> [What to do]: Starting at the line that contains "For every instance of the white building", restate each line word for word through the final line of the data, keeping both ends.

> [Supplied material]:

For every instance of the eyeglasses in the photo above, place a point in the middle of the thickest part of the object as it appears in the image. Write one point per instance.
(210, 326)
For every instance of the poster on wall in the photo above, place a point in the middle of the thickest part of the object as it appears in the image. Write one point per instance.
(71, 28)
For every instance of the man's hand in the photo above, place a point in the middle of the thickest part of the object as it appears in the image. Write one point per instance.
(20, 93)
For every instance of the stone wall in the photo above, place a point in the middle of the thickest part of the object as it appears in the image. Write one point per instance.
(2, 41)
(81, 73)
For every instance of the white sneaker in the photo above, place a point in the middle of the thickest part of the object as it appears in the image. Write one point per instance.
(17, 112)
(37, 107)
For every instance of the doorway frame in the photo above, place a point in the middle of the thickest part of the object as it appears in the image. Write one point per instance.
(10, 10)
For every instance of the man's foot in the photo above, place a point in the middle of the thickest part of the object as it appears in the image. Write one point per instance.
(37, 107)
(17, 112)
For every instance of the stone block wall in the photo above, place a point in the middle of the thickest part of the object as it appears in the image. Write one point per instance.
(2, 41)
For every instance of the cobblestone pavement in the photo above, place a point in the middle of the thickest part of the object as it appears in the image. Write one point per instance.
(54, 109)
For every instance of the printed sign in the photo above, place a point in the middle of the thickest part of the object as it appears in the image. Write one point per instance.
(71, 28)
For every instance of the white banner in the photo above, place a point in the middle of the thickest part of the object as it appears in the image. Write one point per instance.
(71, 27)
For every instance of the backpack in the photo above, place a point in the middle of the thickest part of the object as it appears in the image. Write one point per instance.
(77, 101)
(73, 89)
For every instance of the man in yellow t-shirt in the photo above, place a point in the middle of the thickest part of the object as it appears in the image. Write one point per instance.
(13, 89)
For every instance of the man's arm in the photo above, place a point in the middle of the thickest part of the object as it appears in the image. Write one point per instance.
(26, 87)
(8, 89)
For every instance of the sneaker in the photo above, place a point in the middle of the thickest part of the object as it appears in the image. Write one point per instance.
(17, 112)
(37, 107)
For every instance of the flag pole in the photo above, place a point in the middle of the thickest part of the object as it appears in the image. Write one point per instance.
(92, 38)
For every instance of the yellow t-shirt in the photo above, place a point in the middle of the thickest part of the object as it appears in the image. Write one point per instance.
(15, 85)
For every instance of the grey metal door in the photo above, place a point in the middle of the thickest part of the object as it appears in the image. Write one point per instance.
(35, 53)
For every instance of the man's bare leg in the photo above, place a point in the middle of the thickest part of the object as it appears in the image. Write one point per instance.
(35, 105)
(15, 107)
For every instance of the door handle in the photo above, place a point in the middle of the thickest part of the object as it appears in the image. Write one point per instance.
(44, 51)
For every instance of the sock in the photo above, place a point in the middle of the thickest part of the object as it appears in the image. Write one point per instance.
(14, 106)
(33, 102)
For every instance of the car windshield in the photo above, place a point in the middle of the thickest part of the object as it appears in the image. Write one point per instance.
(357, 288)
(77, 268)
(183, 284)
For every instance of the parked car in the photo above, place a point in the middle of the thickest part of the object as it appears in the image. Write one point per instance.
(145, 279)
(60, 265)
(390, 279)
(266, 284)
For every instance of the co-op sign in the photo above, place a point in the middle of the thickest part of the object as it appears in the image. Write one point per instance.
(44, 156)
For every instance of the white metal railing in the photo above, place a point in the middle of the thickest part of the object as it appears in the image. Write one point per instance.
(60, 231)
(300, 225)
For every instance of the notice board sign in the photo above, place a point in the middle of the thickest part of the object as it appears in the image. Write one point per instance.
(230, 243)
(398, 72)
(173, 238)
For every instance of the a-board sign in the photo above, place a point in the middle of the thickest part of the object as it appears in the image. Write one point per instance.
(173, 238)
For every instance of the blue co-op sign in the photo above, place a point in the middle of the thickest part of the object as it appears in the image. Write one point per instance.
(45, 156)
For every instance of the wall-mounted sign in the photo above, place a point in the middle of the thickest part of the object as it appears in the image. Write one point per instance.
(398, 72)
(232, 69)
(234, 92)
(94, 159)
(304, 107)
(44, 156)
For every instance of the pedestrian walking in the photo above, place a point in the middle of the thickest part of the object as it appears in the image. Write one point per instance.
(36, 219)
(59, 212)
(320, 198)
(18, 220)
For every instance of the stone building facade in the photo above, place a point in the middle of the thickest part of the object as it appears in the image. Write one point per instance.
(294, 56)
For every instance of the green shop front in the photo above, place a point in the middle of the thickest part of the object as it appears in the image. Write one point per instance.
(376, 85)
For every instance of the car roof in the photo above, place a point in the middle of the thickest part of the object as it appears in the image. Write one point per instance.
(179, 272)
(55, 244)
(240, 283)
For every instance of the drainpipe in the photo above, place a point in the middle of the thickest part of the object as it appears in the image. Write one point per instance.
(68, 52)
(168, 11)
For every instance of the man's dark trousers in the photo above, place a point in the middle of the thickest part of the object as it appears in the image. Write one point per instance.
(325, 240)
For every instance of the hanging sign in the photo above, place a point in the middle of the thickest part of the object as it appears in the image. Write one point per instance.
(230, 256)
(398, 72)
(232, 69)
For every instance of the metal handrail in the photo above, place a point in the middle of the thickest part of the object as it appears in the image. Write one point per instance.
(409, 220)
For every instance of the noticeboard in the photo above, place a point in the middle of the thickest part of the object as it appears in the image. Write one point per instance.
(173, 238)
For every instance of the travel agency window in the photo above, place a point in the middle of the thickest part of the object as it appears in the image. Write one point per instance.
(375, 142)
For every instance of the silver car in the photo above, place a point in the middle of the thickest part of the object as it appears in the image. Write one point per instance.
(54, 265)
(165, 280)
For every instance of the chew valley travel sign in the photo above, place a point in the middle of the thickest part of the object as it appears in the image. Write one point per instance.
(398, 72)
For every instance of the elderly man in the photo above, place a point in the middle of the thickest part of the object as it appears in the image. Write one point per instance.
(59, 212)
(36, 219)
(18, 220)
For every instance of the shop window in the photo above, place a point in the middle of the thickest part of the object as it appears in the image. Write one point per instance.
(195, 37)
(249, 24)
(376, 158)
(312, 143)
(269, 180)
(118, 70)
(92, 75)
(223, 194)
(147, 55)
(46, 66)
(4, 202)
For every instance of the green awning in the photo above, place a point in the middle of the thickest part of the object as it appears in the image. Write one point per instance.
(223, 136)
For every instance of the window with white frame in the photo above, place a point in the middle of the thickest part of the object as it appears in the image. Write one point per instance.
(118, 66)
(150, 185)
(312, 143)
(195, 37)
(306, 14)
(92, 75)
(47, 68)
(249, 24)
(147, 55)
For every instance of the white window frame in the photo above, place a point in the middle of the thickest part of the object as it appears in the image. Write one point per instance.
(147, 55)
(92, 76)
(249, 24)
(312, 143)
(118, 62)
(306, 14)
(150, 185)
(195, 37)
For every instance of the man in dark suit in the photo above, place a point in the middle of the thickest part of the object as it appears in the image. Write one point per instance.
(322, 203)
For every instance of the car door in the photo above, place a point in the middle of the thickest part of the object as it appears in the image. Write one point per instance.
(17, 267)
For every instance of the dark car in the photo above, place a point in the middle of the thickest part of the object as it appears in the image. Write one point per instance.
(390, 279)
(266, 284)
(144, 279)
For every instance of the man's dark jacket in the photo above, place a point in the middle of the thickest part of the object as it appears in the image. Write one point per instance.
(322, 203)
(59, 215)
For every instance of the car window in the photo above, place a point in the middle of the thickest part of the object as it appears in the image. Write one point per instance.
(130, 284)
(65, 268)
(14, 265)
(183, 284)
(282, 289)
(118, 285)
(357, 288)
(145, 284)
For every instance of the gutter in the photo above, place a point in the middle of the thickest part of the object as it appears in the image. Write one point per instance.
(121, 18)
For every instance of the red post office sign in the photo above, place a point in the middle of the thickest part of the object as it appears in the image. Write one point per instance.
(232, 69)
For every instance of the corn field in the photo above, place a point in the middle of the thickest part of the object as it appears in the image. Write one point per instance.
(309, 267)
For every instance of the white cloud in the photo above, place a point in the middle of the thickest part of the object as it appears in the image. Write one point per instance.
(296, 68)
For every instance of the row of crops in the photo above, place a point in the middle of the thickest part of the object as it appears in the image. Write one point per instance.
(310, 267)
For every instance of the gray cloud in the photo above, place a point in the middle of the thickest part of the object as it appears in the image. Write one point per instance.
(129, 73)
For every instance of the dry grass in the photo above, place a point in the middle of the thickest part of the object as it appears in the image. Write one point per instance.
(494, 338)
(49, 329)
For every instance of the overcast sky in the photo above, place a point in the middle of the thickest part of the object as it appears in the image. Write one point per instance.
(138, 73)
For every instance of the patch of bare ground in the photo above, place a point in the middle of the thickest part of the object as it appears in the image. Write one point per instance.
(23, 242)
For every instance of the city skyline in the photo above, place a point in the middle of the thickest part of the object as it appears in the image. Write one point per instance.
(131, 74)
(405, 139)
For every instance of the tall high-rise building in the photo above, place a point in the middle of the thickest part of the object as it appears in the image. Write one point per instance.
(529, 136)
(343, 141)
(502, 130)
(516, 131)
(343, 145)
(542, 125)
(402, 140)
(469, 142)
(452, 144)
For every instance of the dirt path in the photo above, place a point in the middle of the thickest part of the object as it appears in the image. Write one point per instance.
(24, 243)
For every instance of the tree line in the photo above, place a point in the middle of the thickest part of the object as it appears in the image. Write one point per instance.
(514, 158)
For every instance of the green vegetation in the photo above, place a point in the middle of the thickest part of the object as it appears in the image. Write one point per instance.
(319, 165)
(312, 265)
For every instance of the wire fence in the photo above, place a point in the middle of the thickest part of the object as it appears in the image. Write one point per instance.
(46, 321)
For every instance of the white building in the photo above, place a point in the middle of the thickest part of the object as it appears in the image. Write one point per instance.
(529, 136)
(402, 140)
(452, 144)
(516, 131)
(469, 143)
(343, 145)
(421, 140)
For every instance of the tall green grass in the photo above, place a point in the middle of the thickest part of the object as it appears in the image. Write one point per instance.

> [Solution to the exercise]:
For every instance of the white building in the photo above, place a point in the middle of the thickest part of the object as it appears in the image. Write one point per instance.
(529, 136)
(402, 140)
(452, 144)
(516, 131)
(469, 143)
(343, 145)
(421, 140)
For every instance of the tall green grass in the photo above, place a point in the middle of the thickest part of the object as it appears in the image. Write one point per instance.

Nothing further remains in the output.